_Text extract:_
####
No IPv6 address assigned on WAN interface / Router Advertisement ignored

Started by glasi, February 13, 2021, 10:02:23 PM

Previous topic - Next topic
Quote from: marjohn56 on February 22, 2021, 01:57:32 AM
dhcp6c doesn't use RA messages. dhcp6c sends out a multicast solicit and waits for a dhcpv6 unicast advertise response from the server, it then sends a request to the server.  RS/RA is SLAAC, dhcp6 is a different beast altogether. If sometimes fails if the ISP does not have the 'other configuration' flag set in the original chit chat. dhcp6c is actually started at roughly the same time as rtsold, I'm talking milliseconds. Unlike pfsense the dhcp6c daemon used by opnsense is effectively resident and we rarely shut it down completely, having modified it heavily to allow us to use sighup to add/remove interfaces or config parameters.

Thank you for the detailed explanations.

Quote from: schnipp on February 23, 2021, 06:30:43 PM
For me it looks like there is a sequence of actions without proper synchronization during the dial-in procedure. But, currently it's ony a guess. I can try to investigate a little bit more and in case there is an issue raise an appropriate github ticket.
####
_What is asked:_
Continue the forum thread about the missing IPv6 address on the WAN interface from its last sentence. The listing is not needed for this work.

_Supplied records:_
####
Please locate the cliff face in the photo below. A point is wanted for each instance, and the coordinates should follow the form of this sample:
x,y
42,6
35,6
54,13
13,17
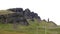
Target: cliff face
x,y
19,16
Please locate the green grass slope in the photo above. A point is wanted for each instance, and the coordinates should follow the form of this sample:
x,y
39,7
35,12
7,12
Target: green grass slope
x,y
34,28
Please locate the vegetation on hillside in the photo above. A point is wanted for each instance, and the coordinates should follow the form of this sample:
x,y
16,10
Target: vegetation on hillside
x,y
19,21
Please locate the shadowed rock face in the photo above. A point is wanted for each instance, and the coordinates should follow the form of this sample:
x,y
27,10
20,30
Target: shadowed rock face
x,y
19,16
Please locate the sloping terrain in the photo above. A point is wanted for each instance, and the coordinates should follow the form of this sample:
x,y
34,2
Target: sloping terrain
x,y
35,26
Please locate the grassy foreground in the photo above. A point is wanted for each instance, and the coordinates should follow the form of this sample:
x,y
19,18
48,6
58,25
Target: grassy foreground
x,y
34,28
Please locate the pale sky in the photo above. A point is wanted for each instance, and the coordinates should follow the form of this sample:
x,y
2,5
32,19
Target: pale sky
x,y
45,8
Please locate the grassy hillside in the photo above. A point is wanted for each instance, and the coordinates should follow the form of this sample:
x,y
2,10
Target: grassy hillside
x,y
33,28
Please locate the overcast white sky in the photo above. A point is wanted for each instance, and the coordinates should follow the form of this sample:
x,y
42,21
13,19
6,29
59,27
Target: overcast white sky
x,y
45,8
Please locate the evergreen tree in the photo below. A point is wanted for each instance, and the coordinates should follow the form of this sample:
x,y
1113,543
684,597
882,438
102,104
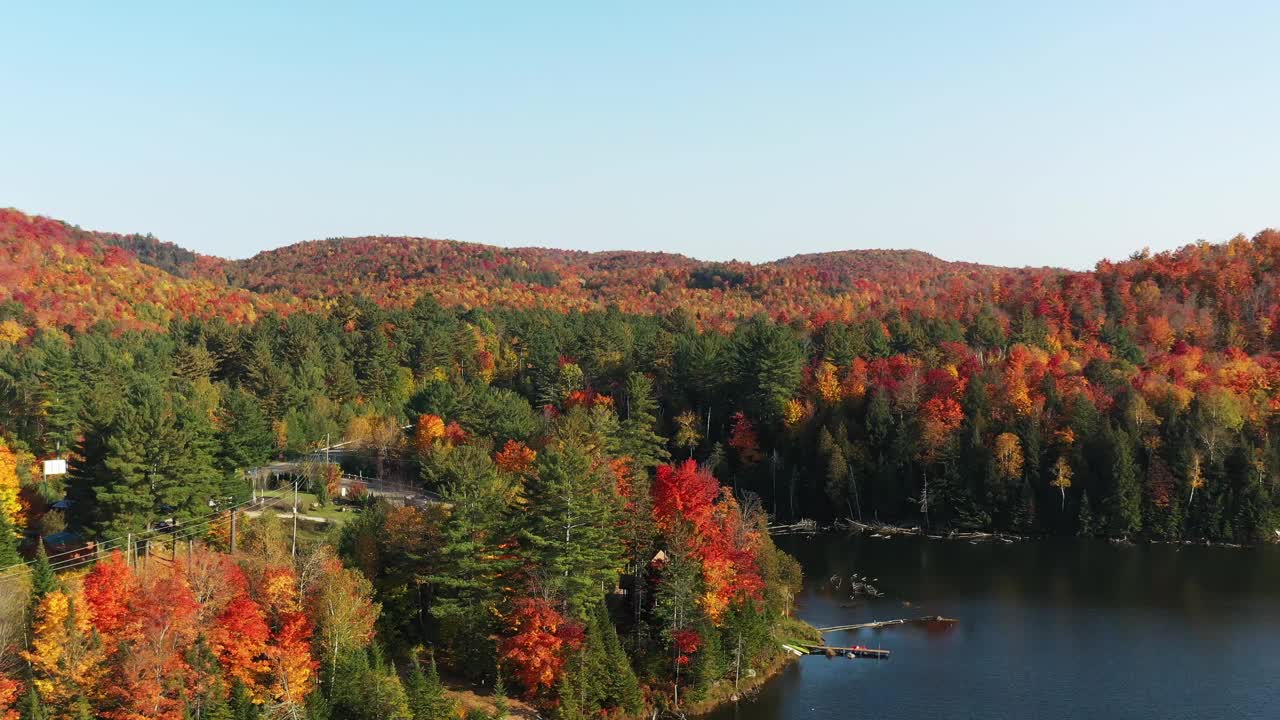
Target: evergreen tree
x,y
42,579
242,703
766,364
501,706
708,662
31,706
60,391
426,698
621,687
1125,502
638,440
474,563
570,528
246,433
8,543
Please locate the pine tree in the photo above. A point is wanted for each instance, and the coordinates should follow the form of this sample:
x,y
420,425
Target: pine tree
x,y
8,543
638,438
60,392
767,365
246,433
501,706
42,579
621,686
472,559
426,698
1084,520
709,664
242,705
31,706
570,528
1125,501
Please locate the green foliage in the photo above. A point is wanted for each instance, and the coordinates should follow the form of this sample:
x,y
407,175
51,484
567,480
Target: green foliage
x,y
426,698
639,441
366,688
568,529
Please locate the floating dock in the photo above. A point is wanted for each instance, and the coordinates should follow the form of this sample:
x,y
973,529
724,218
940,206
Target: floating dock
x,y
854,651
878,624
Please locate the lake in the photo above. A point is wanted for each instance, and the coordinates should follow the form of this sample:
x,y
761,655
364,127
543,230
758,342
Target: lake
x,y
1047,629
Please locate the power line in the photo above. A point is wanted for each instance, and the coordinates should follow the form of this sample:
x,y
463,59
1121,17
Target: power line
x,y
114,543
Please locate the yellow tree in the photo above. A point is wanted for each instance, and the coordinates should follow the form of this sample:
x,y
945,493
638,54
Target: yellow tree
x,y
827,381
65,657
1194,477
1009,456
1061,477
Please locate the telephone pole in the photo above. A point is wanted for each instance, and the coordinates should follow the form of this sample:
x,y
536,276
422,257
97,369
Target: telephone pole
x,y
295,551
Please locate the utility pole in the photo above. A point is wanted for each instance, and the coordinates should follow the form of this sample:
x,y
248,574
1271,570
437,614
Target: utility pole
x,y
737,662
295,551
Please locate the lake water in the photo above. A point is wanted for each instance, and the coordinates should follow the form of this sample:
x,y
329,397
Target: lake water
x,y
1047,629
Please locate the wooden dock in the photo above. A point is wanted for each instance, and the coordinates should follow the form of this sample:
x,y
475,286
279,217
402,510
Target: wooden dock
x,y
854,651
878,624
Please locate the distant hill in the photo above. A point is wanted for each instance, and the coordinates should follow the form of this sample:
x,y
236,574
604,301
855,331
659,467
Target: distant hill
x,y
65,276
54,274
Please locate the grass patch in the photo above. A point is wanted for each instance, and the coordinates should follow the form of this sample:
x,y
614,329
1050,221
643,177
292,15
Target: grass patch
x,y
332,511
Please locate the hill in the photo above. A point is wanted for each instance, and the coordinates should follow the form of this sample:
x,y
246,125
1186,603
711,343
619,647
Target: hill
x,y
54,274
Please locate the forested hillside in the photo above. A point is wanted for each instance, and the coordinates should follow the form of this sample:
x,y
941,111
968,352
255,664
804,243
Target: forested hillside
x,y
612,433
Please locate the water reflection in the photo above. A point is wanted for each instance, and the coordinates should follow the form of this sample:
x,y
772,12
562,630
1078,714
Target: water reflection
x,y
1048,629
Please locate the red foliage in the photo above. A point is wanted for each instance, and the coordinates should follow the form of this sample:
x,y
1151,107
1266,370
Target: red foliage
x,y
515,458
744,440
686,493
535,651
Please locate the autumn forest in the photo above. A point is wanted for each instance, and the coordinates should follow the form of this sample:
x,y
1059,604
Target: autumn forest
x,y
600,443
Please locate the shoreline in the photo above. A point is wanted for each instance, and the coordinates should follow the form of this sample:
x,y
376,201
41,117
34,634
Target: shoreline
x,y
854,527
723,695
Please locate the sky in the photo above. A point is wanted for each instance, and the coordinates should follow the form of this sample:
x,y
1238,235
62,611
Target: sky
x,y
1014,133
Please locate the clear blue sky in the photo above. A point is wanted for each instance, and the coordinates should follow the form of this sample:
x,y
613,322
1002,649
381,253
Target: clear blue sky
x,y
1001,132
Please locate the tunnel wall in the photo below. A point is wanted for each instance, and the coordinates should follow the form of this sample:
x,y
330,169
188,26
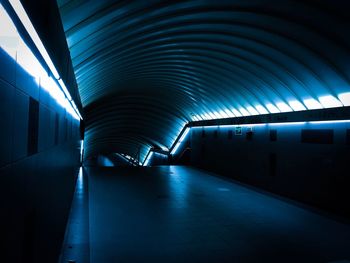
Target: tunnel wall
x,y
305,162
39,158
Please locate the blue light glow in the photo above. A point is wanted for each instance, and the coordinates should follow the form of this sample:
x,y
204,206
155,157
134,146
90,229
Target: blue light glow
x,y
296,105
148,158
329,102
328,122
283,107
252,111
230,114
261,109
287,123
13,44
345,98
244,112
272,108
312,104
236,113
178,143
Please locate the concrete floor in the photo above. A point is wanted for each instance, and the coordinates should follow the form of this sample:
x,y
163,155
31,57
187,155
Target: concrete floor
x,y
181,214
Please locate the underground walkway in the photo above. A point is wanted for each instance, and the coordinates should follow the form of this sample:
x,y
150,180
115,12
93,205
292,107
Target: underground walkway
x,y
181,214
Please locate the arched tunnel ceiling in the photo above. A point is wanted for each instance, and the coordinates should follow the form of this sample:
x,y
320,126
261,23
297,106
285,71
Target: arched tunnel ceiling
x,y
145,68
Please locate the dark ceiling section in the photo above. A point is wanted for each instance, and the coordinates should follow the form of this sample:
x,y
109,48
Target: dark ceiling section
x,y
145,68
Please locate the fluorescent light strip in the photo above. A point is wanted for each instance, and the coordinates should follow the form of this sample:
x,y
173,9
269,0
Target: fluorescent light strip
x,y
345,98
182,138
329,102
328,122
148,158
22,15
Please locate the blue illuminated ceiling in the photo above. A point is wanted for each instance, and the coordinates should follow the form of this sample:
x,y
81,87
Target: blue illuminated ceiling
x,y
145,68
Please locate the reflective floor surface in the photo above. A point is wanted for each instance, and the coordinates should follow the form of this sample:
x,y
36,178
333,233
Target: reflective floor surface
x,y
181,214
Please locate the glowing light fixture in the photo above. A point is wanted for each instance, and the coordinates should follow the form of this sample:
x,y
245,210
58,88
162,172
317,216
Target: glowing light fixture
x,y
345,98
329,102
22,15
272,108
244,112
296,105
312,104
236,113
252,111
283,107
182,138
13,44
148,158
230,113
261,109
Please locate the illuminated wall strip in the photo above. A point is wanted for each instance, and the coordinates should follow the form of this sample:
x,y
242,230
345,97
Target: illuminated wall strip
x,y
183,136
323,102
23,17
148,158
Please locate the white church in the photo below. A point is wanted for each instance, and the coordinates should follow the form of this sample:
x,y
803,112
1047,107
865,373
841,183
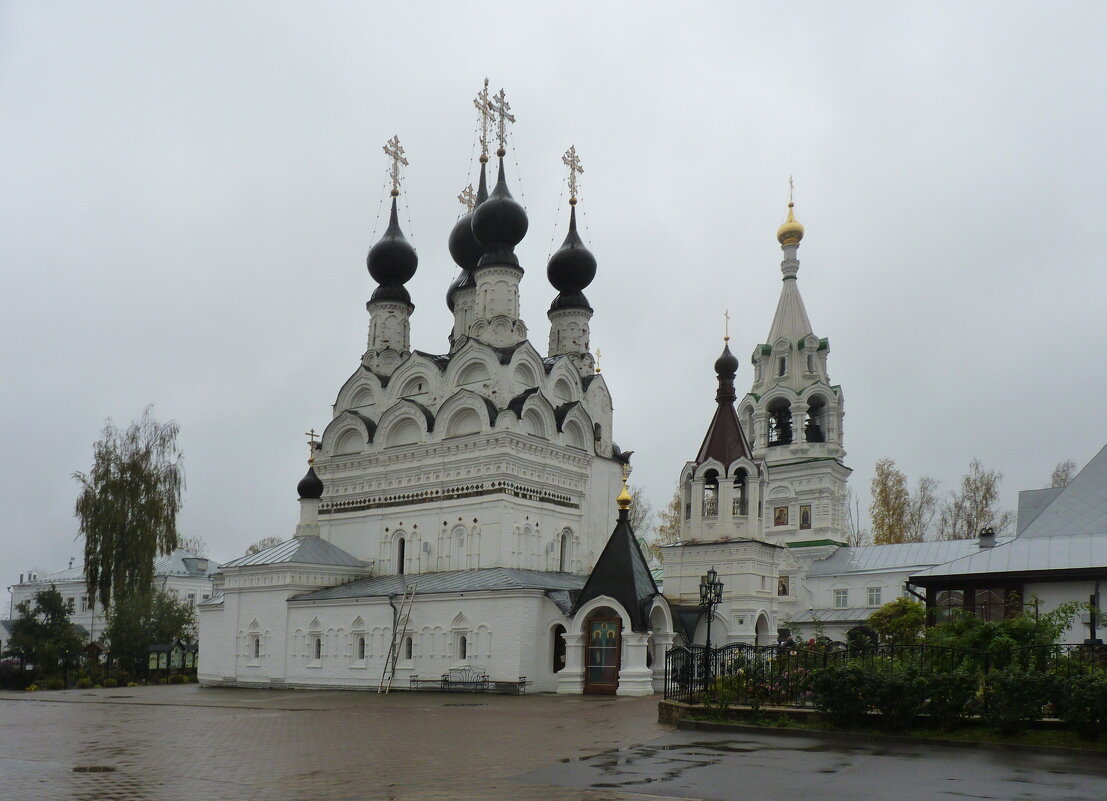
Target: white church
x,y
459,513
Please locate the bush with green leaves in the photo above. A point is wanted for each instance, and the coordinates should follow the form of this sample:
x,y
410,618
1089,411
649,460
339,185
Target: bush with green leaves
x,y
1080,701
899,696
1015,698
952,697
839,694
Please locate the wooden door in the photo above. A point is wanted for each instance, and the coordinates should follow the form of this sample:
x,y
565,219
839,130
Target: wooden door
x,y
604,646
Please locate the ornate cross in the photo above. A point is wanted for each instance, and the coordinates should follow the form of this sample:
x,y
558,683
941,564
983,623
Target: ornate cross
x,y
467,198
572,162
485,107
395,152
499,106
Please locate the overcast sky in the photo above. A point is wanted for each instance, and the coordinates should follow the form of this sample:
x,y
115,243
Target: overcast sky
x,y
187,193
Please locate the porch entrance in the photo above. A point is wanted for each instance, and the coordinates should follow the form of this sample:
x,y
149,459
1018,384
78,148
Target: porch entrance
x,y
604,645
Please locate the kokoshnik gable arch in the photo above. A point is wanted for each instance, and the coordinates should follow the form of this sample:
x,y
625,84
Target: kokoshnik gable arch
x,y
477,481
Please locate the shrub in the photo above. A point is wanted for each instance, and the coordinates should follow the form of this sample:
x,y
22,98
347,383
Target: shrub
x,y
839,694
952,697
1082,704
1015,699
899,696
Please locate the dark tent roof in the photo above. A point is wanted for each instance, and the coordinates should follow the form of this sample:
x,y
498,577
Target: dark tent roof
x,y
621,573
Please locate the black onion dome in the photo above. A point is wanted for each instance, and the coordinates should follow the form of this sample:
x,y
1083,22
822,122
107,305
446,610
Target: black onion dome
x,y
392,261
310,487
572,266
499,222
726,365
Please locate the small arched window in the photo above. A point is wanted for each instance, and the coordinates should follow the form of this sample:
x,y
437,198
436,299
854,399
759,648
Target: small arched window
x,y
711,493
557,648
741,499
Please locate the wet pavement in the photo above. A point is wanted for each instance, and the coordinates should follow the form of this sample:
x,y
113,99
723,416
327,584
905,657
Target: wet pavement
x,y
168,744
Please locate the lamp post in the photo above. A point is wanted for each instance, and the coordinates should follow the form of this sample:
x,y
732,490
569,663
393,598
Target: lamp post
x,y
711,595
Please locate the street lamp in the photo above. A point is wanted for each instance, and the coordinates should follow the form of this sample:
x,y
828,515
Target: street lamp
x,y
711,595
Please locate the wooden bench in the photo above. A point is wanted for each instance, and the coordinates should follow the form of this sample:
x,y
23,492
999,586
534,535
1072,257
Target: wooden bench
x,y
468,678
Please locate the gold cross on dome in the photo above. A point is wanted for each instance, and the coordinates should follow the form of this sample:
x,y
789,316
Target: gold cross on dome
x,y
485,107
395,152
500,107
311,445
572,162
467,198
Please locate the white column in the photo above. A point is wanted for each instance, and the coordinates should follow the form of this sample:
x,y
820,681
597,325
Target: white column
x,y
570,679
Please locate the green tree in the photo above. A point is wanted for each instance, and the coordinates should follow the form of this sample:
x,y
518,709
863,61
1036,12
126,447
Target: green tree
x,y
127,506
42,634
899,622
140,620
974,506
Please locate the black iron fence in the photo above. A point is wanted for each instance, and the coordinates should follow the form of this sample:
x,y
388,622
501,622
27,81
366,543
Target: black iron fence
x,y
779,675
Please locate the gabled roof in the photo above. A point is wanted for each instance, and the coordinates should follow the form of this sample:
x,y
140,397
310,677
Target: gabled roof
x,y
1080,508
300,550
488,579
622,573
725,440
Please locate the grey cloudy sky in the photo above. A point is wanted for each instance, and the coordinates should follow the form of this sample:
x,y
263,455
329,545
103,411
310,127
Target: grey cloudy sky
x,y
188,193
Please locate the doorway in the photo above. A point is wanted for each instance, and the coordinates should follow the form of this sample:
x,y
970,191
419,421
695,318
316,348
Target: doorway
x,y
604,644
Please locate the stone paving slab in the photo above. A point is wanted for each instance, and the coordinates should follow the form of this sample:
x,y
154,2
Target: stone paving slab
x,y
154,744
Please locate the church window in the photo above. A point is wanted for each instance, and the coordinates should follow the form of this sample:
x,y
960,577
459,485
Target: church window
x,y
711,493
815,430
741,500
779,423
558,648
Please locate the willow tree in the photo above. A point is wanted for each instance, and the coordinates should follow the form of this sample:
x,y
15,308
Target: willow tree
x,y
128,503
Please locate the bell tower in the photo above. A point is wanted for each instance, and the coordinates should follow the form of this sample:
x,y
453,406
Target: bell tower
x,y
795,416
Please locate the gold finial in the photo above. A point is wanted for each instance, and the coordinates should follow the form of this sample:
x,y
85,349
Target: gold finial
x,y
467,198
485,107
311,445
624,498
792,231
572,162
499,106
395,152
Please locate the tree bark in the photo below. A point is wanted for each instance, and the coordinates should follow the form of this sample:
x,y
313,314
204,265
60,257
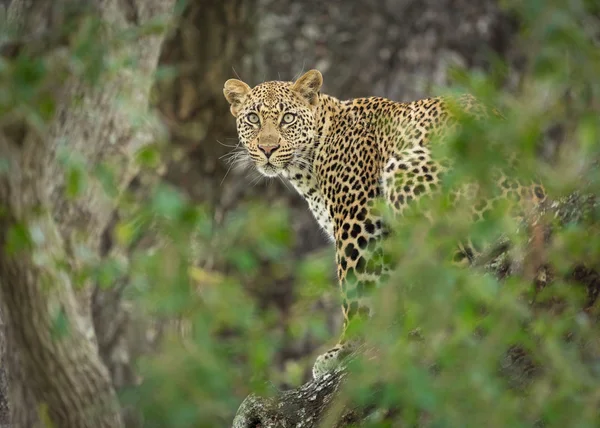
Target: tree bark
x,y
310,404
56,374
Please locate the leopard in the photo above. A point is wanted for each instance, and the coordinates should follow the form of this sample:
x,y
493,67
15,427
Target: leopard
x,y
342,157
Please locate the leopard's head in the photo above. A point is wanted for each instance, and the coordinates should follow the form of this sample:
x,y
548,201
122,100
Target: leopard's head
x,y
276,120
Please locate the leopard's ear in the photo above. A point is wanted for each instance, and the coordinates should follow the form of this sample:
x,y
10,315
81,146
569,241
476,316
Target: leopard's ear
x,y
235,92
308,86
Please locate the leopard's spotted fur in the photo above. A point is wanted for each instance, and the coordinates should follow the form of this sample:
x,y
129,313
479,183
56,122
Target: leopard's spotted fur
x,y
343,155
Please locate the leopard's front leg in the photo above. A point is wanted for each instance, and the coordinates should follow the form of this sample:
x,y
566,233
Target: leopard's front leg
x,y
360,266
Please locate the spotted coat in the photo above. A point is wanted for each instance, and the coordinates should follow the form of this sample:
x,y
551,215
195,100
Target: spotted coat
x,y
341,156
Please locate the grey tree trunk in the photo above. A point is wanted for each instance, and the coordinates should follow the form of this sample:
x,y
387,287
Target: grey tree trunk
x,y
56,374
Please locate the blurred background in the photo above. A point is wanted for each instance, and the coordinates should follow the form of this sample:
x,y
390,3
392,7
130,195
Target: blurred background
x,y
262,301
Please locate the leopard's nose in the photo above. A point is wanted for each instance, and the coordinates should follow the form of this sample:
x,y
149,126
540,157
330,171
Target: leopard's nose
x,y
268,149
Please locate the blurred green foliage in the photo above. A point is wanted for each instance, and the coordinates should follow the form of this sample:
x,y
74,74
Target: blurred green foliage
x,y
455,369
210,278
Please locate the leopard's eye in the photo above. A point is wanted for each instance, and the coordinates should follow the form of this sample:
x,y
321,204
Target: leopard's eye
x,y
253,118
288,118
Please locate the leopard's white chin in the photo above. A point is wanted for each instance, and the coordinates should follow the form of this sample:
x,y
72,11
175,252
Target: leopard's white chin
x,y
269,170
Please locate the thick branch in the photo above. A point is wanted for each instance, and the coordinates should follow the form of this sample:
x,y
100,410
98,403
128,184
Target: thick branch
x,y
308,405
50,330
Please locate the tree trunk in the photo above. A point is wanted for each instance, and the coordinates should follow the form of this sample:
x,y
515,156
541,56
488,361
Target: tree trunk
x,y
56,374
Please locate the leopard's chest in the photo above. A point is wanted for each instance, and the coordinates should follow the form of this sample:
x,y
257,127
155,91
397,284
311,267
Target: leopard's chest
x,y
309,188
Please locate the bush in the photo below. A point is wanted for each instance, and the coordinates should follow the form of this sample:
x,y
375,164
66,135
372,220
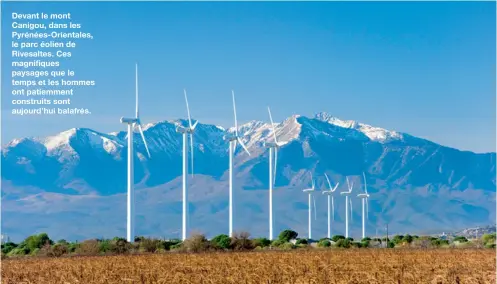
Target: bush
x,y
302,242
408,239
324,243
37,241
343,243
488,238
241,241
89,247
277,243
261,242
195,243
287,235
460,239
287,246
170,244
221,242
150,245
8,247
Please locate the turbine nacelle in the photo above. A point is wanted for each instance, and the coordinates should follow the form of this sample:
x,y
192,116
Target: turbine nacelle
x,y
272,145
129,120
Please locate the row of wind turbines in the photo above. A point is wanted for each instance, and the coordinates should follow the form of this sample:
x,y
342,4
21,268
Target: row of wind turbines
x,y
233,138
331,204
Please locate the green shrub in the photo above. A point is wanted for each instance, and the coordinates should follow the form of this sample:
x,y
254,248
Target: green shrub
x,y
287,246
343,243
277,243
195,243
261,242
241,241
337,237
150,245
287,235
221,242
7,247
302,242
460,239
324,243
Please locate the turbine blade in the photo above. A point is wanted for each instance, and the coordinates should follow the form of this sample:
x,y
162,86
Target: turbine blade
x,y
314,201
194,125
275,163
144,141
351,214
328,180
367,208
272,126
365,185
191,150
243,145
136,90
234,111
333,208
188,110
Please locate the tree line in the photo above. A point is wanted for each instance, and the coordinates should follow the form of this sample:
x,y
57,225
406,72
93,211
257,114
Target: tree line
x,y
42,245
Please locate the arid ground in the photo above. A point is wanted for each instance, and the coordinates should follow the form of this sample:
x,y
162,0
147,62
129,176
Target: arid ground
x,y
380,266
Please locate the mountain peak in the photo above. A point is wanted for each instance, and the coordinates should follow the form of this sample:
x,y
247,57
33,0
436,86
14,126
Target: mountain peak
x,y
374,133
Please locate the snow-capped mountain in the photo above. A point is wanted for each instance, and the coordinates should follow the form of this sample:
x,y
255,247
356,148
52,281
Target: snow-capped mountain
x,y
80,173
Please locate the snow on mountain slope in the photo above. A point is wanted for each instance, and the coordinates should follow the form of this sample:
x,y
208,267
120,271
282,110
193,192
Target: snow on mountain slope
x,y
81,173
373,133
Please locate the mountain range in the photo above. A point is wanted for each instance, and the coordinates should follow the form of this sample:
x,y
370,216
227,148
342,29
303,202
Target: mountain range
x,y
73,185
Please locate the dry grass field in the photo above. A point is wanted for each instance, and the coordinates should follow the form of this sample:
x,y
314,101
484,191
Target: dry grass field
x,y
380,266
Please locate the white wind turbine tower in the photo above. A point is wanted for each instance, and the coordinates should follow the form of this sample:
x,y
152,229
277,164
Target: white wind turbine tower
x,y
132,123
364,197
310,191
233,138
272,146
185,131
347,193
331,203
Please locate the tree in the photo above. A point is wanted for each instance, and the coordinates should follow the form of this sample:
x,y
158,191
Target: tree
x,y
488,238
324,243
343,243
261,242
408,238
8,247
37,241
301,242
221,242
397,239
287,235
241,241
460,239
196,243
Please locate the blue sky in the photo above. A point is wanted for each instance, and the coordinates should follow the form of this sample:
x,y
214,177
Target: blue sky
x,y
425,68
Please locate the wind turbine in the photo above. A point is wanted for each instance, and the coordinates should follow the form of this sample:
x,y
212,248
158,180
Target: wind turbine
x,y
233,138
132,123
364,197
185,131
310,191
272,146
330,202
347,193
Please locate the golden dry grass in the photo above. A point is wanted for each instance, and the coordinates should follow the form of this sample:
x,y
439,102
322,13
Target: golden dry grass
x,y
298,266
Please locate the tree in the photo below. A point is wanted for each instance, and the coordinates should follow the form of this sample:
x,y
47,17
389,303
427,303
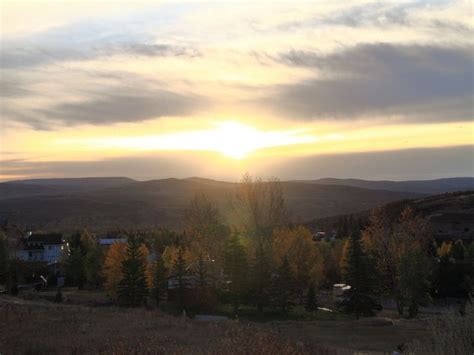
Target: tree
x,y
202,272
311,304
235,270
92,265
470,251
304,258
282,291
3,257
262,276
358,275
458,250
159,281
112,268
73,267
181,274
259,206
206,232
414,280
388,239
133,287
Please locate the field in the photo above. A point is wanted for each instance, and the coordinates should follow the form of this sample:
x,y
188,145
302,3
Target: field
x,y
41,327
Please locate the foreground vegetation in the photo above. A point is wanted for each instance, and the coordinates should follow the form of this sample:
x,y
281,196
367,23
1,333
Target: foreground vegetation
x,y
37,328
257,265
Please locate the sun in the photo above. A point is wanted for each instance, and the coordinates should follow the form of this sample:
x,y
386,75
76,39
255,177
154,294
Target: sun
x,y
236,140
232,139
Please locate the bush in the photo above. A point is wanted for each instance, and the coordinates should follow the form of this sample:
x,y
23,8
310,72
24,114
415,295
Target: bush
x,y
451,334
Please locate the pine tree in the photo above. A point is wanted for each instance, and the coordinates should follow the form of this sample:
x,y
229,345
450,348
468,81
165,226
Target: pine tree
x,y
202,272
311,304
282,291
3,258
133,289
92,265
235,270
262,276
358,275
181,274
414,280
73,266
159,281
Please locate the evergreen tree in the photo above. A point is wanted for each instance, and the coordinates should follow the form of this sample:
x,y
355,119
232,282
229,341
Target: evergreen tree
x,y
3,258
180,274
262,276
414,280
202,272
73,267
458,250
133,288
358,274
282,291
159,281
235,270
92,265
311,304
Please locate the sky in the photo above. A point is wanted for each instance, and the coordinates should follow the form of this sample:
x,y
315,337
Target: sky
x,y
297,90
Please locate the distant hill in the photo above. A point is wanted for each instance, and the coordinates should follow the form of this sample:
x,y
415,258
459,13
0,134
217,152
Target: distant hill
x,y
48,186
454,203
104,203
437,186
####
_Reply:_
As mentioned OPNsense is doing a lot stuff during startup. According to my oberservations it seems that the accept_rtadv flag will be set quite late for the pppoe interface. Maybe a reason why OPNsense misses out on ISP's RA messages?

I look forward to your analysis.

the acceptrtadv flag is set before rtsold sends out it's first solicit. It's in the same function in interfaces.inc, so that's not what's causing your issue. Some ISPs send out RAs before they get an RS, so don't get fooled by that.
OPNsense 24.7 - Qotom Q355G4 - ISP - Squirrel 1Gbps.

Team Rebellion Member

had the same problem, can confirm the patch works. thanks a lot!

As already mentioned the following two scerarios don't have any causal dependency, thus we need to handle them separately.


  • unsolicited router advertisements (immediately) sent by the ISP after the CPE link comes up (pppoe dial-in)
  • solicited router advertisements sent by the ISP after requested by router solicit messages

Regarding the first scenario router advertisement messages received by the opnsense are ignored for a couple of minutes after booting the machine. This is caused by the opnsense itself because pppoe dial-in is performed before the network is fully set-up. Internal tests showed up that the "ACCEPT_RTADV" flag is added to the pppoe interface around 2 minutes after the dial-in to the ISP has been performed. The better way is to finish network setup before the link to the ISP will be established. This prevents loosing unsolicited router advertisement messages.

The second sceanrio has something to do with the rtsol daemon (rtsold) and its behavior in sending router solicit messages to the correct interface. So far I haven't looked into that. But again, both scenarios are independent to each other, but have the same goal. Therefore, both of them contribute to obtain an IPv6 address prefix.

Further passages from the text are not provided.